[Directions]:
Character for character, give back every line below.

[Provided information]:
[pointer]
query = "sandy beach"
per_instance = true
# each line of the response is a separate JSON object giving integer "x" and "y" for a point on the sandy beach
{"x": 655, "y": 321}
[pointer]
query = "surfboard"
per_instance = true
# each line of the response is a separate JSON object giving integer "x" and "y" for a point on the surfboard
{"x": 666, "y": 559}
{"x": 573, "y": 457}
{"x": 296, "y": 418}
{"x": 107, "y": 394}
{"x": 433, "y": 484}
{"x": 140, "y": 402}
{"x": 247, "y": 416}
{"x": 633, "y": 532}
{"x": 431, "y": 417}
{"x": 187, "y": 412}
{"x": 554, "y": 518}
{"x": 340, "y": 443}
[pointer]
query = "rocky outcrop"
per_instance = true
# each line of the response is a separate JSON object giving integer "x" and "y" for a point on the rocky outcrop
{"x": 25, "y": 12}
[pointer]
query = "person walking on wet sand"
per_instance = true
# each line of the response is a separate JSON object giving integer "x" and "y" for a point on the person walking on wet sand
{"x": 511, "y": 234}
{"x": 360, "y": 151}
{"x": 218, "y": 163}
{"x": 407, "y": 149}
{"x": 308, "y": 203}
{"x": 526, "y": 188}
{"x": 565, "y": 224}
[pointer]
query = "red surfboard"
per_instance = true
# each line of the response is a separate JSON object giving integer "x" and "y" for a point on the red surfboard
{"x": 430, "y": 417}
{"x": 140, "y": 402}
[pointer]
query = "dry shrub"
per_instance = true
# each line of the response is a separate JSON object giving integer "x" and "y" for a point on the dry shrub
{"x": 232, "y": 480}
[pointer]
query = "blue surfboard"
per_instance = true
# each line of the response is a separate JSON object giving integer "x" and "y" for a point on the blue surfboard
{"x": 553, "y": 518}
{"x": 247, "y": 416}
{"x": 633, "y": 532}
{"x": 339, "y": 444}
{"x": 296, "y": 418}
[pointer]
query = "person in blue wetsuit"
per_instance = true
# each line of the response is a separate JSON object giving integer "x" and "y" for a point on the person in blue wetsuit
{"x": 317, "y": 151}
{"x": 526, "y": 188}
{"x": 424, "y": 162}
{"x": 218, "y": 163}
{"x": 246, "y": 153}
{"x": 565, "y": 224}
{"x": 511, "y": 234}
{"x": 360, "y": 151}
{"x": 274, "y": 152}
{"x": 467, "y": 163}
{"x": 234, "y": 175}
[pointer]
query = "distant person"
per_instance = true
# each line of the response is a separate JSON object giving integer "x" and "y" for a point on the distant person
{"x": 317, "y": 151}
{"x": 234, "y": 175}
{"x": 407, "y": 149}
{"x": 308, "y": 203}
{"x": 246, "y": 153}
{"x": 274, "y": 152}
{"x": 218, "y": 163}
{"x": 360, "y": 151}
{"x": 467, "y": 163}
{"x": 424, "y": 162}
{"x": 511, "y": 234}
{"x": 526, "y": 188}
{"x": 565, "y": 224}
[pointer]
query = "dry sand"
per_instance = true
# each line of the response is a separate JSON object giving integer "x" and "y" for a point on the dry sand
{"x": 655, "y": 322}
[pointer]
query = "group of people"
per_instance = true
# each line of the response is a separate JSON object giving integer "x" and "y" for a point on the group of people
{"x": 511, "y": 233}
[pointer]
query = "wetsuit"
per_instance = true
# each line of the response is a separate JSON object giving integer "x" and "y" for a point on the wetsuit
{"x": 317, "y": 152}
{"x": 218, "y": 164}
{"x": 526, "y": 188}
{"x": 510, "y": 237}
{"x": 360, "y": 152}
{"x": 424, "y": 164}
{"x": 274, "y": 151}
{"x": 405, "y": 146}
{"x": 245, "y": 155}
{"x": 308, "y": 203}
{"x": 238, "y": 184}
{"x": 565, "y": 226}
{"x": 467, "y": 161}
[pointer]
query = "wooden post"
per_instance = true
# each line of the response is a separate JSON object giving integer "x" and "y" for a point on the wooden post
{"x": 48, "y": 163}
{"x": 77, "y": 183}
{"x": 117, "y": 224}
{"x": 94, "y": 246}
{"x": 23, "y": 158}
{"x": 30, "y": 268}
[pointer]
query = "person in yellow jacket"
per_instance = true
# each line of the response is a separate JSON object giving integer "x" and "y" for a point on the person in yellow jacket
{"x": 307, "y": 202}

[Solution to this problem]:
[pointer]
query = "sandy beach"
per_instance = true
# each line of the response is a separate JSON object giving integer "x" and "y" for a point on the sandy beach
{"x": 655, "y": 321}
[pointer]
query = "surfboard"
per_instance = true
# each line of the response is a separate JSON object giving integer "x" and "y" for a point on the surfboard
{"x": 666, "y": 559}
{"x": 573, "y": 457}
{"x": 296, "y": 418}
{"x": 107, "y": 394}
{"x": 433, "y": 484}
{"x": 140, "y": 402}
{"x": 247, "y": 416}
{"x": 633, "y": 532}
{"x": 431, "y": 417}
{"x": 187, "y": 412}
{"x": 554, "y": 518}
{"x": 340, "y": 443}
[pointer]
query = "rocky outcrop"
per_instance = true
# each line of the response is a separate JSON object giving integer "x" and "y" for a point on the rocky outcrop
{"x": 25, "y": 12}
[pointer]
query = "person walking on wet sand"
per_instance = true
# each line of the response is a separate JSON object giving integer "x" and "y" for a point on the person walking on wet sand
{"x": 511, "y": 234}
{"x": 360, "y": 151}
{"x": 218, "y": 163}
{"x": 407, "y": 149}
{"x": 308, "y": 203}
{"x": 526, "y": 188}
{"x": 565, "y": 224}
[pointer]
query = "red surfboard"
per_instance = true
# each line of the response is a separate JSON object giving integer "x" and "y" for a point on the red surfboard
{"x": 430, "y": 417}
{"x": 140, "y": 402}
[pointer]
query = "dry shrub"
per_instance = true
# each line of the response is a separate JSON object giving integer "x" and "y" for a point on the dry shrub
{"x": 232, "y": 480}
[pointer]
query = "blue surfboard"
per_instance = true
# each line of the response is a separate JSON object giving integer "x" and "y" for a point on the blue surfboard
{"x": 553, "y": 518}
{"x": 247, "y": 416}
{"x": 633, "y": 532}
{"x": 339, "y": 444}
{"x": 296, "y": 418}
[pointer]
query = "person in blue wetsuit"
per_instance = true
# each line of the response is a separate JSON object giving integer "x" and "y" for a point on the person in blue wetsuit
{"x": 317, "y": 151}
{"x": 526, "y": 188}
{"x": 424, "y": 162}
{"x": 218, "y": 163}
{"x": 246, "y": 153}
{"x": 565, "y": 224}
{"x": 511, "y": 234}
{"x": 360, "y": 151}
{"x": 274, "y": 152}
{"x": 467, "y": 163}
{"x": 234, "y": 175}
[pointer]
query = "distant person"
per_instance = true
# each line of the response is a separate JSON object giving integer "x" and "y" for a point on the distant person
{"x": 317, "y": 151}
{"x": 234, "y": 175}
{"x": 407, "y": 149}
{"x": 308, "y": 203}
{"x": 246, "y": 153}
{"x": 274, "y": 152}
{"x": 218, "y": 163}
{"x": 360, "y": 151}
{"x": 467, "y": 163}
{"x": 424, "y": 162}
{"x": 511, "y": 234}
{"x": 526, "y": 188}
{"x": 565, "y": 224}
[pointer]
query = "dry sand"
per_instance = true
# each line of the response is a separate JSON object giving integer "x" and "y" for a point on the dry sand
{"x": 655, "y": 322}
[pointer]
query = "group of people"
per_instance = true
# each line of the response is a separate JSON object giving integer "x" and "y" for a point on the group of people
{"x": 511, "y": 233}
[pointer]
query = "wetsuit"
per_instance = true
# each line of the response is a separate JSON object giving integer "x" and "y" for a point on the wetsuit
{"x": 317, "y": 152}
{"x": 218, "y": 164}
{"x": 526, "y": 188}
{"x": 510, "y": 237}
{"x": 360, "y": 152}
{"x": 424, "y": 164}
{"x": 274, "y": 151}
{"x": 405, "y": 146}
{"x": 245, "y": 155}
{"x": 308, "y": 203}
{"x": 238, "y": 184}
{"x": 565, "y": 226}
{"x": 467, "y": 161}
[pointer]
query = "wooden post"
per_instance = true
# each line of the response is a separate JSON object giving integer "x" and "y" for a point on the wooden post
{"x": 48, "y": 163}
{"x": 77, "y": 183}
{"x": 117, "y": 224}
{"x": 94, "y": 246}
{"x": 23, "y": 158}
{"x": 30, "y": 268}
[pointer]
query = "person in yellow jacket"
per_instance = true
# each line of the response is a separate JSON object giving integer "x" and "y" for a point on the person in yellow jacket
{"x": 307, "y": 202}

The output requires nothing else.